* BEGIN TASK DATA *

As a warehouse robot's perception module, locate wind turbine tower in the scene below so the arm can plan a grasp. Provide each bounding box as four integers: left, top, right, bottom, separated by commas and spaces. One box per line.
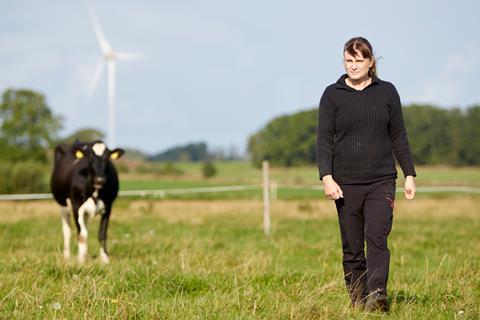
87, 0, 144, 148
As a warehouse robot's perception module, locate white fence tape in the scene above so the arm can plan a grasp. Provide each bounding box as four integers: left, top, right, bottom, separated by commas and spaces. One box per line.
0, 184, 480, 201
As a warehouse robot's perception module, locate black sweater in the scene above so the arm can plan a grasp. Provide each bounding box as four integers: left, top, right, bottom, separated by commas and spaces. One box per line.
317, 75, 416, 184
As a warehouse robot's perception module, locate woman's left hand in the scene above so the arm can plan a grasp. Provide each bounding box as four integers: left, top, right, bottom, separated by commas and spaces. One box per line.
405, 176, 417, 200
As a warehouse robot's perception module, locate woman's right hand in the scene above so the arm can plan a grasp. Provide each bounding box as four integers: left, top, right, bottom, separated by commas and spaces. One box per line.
322, 175, 343, 200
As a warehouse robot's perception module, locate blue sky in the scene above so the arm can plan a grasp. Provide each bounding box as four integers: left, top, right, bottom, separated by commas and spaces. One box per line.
0, 0, 480, 152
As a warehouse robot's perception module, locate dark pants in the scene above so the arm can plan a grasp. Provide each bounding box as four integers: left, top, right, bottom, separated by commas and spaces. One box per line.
335, 179, 395, 303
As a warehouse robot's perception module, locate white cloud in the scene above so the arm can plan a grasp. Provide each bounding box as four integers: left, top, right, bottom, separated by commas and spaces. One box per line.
411, 45, 480, 107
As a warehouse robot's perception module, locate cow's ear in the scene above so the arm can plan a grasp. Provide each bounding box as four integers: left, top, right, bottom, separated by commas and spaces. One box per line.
110, 148, 125, 160
75, 149, 85, 159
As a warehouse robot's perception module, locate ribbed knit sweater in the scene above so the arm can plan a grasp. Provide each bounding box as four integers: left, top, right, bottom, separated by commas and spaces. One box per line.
317, 74, 416, 184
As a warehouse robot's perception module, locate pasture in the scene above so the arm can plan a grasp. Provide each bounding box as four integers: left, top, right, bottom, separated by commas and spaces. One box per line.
0, 196, 480, 320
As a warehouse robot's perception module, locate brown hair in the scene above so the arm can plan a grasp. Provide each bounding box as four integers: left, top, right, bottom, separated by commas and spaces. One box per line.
343, 37, 377, 77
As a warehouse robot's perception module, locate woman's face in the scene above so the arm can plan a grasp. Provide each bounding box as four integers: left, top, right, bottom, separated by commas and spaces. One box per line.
343, 51, 373, 80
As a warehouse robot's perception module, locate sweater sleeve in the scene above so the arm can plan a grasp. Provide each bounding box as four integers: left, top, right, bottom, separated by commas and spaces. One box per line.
389, 86, 417, 177
317, 92, 335, 179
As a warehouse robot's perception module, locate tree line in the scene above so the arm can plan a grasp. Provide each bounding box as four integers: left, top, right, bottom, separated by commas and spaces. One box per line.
248, 104, 480, 166
0, 89, 480, 193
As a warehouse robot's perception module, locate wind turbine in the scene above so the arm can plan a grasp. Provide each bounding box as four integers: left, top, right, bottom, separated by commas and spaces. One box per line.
87, 0, 145, 148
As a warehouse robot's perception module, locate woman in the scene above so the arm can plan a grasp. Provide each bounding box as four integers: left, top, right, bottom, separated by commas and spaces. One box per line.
317, 37, 416, 311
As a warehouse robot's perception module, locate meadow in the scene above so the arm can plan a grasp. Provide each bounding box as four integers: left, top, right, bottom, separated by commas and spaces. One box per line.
0, 164, 480, 320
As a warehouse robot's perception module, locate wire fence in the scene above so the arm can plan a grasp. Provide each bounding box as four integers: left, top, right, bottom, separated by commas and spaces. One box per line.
0, 182, 480, 201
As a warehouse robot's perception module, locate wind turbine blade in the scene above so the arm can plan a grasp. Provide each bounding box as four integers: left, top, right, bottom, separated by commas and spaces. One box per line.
107, 60, 116, 148
87, 0, 111, 54
86, 59, 105, 103
115, 52, 147, 60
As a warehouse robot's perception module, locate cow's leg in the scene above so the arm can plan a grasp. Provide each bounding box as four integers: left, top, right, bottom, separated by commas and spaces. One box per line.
61, 207, 72, 259
98, 204, 112, 263
78, 198, 95, 264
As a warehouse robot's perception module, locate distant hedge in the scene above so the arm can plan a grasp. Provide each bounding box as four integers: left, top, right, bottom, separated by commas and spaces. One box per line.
0, 161, 49, 194
248, 104, 480, 166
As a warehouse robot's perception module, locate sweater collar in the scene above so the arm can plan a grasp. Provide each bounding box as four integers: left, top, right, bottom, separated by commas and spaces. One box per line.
335, 73, 381, 91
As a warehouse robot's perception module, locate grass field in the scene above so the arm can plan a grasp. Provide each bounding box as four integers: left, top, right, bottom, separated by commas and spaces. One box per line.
0, 197, 480, 320
120, 162, 480, 200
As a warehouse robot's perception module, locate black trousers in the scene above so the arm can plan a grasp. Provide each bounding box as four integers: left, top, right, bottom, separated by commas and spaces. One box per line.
335, 179, 395, 303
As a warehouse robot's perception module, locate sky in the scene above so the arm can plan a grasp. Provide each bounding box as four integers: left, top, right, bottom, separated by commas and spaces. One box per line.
0, 0, 480, 153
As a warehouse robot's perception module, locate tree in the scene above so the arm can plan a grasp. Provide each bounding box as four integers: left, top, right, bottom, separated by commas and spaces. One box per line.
62, 128, 105, 143
0, 89, 61, 162
462, 105, 480, 165
248, 109, 317, 167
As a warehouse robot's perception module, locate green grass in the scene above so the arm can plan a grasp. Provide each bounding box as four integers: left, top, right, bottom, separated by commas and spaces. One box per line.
120, 162, 480, 200
0, 199, 480, 320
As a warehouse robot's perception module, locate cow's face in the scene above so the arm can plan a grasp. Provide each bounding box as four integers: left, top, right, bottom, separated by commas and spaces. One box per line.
75, 141, 124, 190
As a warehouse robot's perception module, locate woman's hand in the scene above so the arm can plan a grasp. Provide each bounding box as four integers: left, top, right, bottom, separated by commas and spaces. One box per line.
322, 175, 343, 200
405, 176, 417, 200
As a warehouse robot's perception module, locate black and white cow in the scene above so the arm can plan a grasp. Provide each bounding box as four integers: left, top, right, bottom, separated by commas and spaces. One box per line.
50, 140, 124, 263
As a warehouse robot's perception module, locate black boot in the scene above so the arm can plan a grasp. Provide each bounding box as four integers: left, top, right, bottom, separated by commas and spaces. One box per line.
365, 291, 390, 312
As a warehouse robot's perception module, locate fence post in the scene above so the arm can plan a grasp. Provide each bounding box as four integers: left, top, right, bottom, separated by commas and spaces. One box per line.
262, 161, 270, 236
270, 181, 278, 202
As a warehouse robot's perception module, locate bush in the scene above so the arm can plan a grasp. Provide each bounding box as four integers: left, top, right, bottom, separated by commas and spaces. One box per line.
136, 162, 185, 176
202, 161, 217, 178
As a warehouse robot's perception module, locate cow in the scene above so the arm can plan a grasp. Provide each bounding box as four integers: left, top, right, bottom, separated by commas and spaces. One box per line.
50, 140, 124, 264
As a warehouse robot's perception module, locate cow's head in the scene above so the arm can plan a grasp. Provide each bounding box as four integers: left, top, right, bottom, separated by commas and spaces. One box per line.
73, 140, 124, 190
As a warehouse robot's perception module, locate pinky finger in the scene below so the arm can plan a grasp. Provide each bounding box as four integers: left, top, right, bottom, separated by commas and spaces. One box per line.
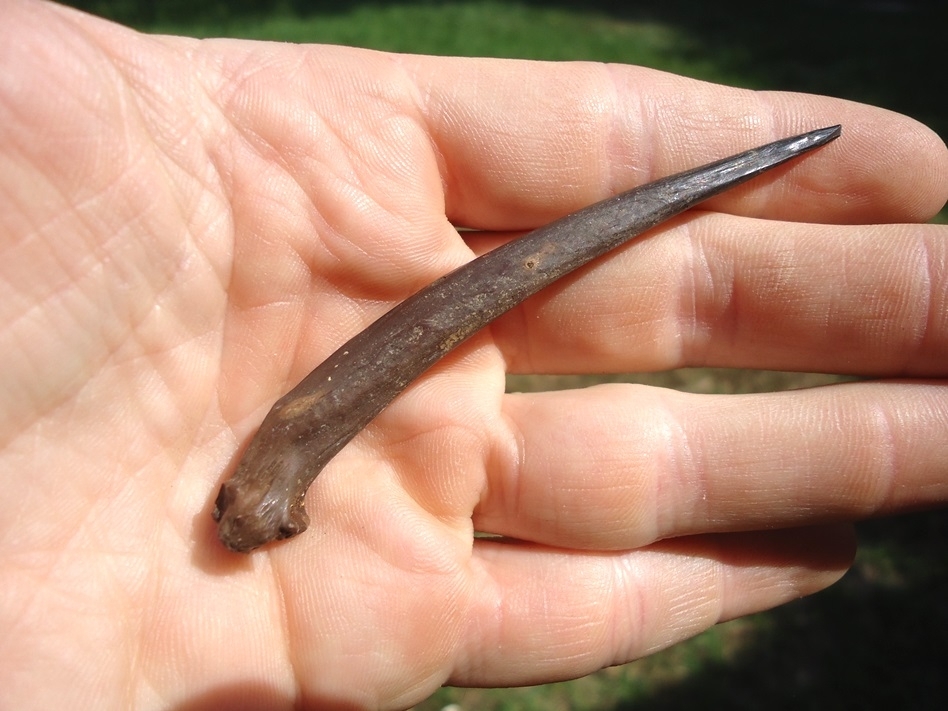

* END TASK DATA *

■ CHALLENGE:
Rewrite all of the material above with "warehouse" changed to "factory" everywhere it appears, keeping everything else the same. Leave the pictures out.

■ FINISHED EXERCISE:
As a factory robot's perception module, locate wind turbine tower in the scene below so the arm can plan a grasp. Provide each bounding box as four integers: left, top, right, bottom, separated by commas and spaces. One box per line.
87, 0, 144, 148
As a factory robot's perception module, locate white fence tape in the scene above so the arm can plan a grasp. Provide each bounding box as four integers: left, top, right, bottom, separated by commas and spaces. One box per line.
0, 184, 480, 201
As a factory robot's perception module, locate black sweater in the scene above so the arm can plan a grasp. Provide each bounding box as four integers: left, top, right, bottom, separated by commas and spaces. One box per line.
317, 75, 416, 184
As a factory robot's perception module, locate woman's left hand in the scene above so the arm can plan a grasp. Provide each bounding box as four integers: left, top, right, bottom, separated by commas and spaces. One box per line.
405, 176, 417, 200
As a factory robot's perception module, locate woman's right hand in the scene above so the arm can plan a grasp. Provide each bounding box as four integers: left, top, right, bottom, separated by commas and spaces. One box per line.
322, 175, 343, 200
As a factory robot's perception module, locate blue sky in the scene above so the arm can plan a grasp. Provide each bounding box as four integers: left, top, right, bottom, separated by commas and spaces. One box per line.
0, 0, 480, 152
As a factory robot's perception module, locate dark pants in the scene above so the arm can plan a grasp. Provide each bounding box as four integers: left, top, right, bottom, separated by commas and spaces. One box per line.
335, 179, 395, 303
As a factory robot's perception module, locate white cloud in the scene above so the arm can plan a grasp. Provide each bounding box as four integers: left, top, right, bottom, separated by commas and spaces. One box per line.
411, 45, 480, 107
As a factory robot's perception module, locate cow's ear in the scene above so the arm can plan a grasp. Provide each bounding box as four integers: left, top, right, bottom, separated by commas and spaces. One box per line.
110, 148, 125, 160
75, 149, 85, 159
As a factory robot's perception module, locate ribbed knit sweater in the scene above so the arm can plan a grasp. Provide each bounding box as four integers: left, top, right, bottom, separated by commas and spaces. One box per line.
317, 74, 416, 184
As a factory robot's perception module, locate pasture in the scene above so the arm can plan a grasp. Provide each bounding box as four integers: left, top, right, bottom, separated by commas and spaces. One box per line.
0, 196, 480, 320
As a factory robot's perception module, locate brown hair in the scene above so the arm can plan a grasp. Provide each bounding box as four integers: left, top, right, bottom, separated by commas and spaces. One box per line.
343, 37, 377, 77
As a factory robot's perception module, locate woman's face in the scene above so the arm can plan a grasp. Provide each bounding box as four integers: left, top, right, bottom, separated by commas and spaces. One box per line.
343, 51, 373, 80
As a factory robot's perception module, locate sweater sleeve in the scene above so the arm can plan a grasp. Provide each bounding box as four integers: left, top, right, bottom, separated by commas and spaces. One box per line.
389, 86, 417, 177
317, 92, 335, 179
As a factory robot's perception module, locate tree line in the scene above so the arm can plan a grasp. Provide each bounding box as four integers: left, top, right, bottom, separated by commas and spaces. One box per line.
248, 104, 480, 166
0, 89, 480, 193
As a factory robot's perception module, locate wind turbine in the scene above so the arm can plan a grasp. Provide each bounding box as four integers: left, top, right, bottom, separated by commas and spaces. One box per line.
87, 0, 145, 148
As a factory robot's perception module, locate woman in the scene above so the arm can plan a grasp. Provide each bounding box as four integers: left, top, right, bottom, separated by commas and spaces. One box per line.
317, 37, 416, 311
As a factory robot's perception module, locate meadow in the scene above so the arm can plan a grasp. Provide each bounding box as four integers: left, top, right, bottom, separated by commas and spaces. One box per line.
0, 164, 480, 320
As a factory robot's perception module, locate wire fence in the scene above so the arm can plan a grasp. Provide each bounding box as four integers: left, top, right, bottom, separated by commas and spaces. One box per line.
0, 182, 480, 201
As a factory robot's perception module, locate wind turbine blade in the scene above so the arm can plan a grasp. Provide each bounding box as four integers: left, top, right, bottom, separated by commas and spaces. One box per line.
107, 60, 116, 148
87, 0, 111, 54
86, 59, 105, 103
115, 52, 147, 60
As a factory robot's perception module, locate cow's leg in the scene above so the arm can plan a grasp. Provide each bounding box as four integers: left, top, right, bottom, separated by commas and spaces. One box per line.
61, 207, 72, 259
98, 204, 112, 263
78, 198, 95, 264
As a factory robot's perception module, locate distant hedge in the scene above so the arm can plan a grasp. Provide each bounding box as four integers: left, top, right, bottom, separated by commas and spaces. One box per line.
0, 161, 49, 194
248, 104, 480, 166
As a factory robot's perception module, locate sweater collar in the scene above so the arm can plan a grasp. Provide each bounding box as four integers: left, top, right, bottom, separated by commas and spaces. One box per line.
335, 73, 381, 91
As a factory robot's perception module, locate grass field in the scene above so the arm can plan a grasp. Provide each bounding box as four integers: left, top, right, bottom, separated by commas and spaces. One box per line.
0, 197, 480, 320
120, 162, 480, 200
As a factory robot's perception module, locate black trousers in the scene above so the arm can plan a grasp. Provide each bounding box as four integers: left, top, right, bottom, separated by commas and spaces. One box per line.
335, 179, 395, 303
As a factory robot's perception module, locate sky in the scene above so the arm can plan a grasp. Provide each bounding box as four integers: left, top, right, bottom, separated by commas and spaces. One box per line.
0, 0, 480, 153
As a factory robot's perception module, locate tree in the scene above so the arm can plan a grasp. Provide each bounding box as four integers: left, top, right, bottom, separated by commas and spaces. One box per line.
62, 128, 105, 143
0, 89, 61, 162
462, 105, 480, 165
248, 109, 317, 167
As a factory robot's perception module, locate green grass in the scene above so the arm can plan a grasp. Provide each bounding box as four integers: left, top, right, bottom, separated by commas and spaces. One box per line.
120, 162, 480, 200
0, 199, 480, 320
As a factory robot's perception module, locate cow's face in the scene above so the arm can plan a grasp. Provide each bounding box as four integers: left, top, right, bottom, separated by commas and spaces. One box per line.
75, 141, 124, 190
As a factory robot's perception module, locate woman's hand in the scene above so the arm can plan a grasp. Provide each bounding box as four integers: left, top, right, bottom, separated by commas and spaces. One box per line.
322, 175, 343, 200
405, 176, 417, 200
As a factory robot's perception module, locate black and white cow in the scene above so the arm can plan a grasp. Provide each bounding box as four integers: left, top, right, bottom, separated by commas and spaces. One box per line.
50, 140, 124, 263
As a factory robot's perception module, locate black boot in the scene above so the arm can plan a grasp. Provide each bounding box as four integers: left, top, right, bottom, separated by commas and spaces. One box per line.
365, 291, 390, 312
As a factory robot's perception module, locate fence post in the scene above so the arm can plan a grasp. Provide each bounding box as four integers: left, top, right, bottom, separated by commas and spaces. One box per line.
262, 161, 270, 236
270, 181, 278, 202
As a factory robot's perception module, locate bush in the scene above so the arm can plan a grasp. Provide each bounding box as four integers: left, top, right, bottom, separated by commas and spaces. One box per line.
136, 162, 185, 176
202, 161, 217, 178
As a factory robot's perception module, locate cow in the scene above so the arm can plan a grasp. Provide each bounding box as four integers: left, top, right, bottom, separated by commas and spaces. One box per line.
50, 140, 124, 264
As a factory robot's perception module, locate cow's head in the scene above so the arm can plan a grasp. Provide each bounding box as four integers: left, top, right, bottom, separated by commas and spaces. One box per line.
73, 140, 124, 190
As a factory robot's perception module, locate pinky finger in the scene below so the arm can plan a grasp. Provide each bounding box as four integers: left, top, right, bottom, separated by commas and spaces. One box per line.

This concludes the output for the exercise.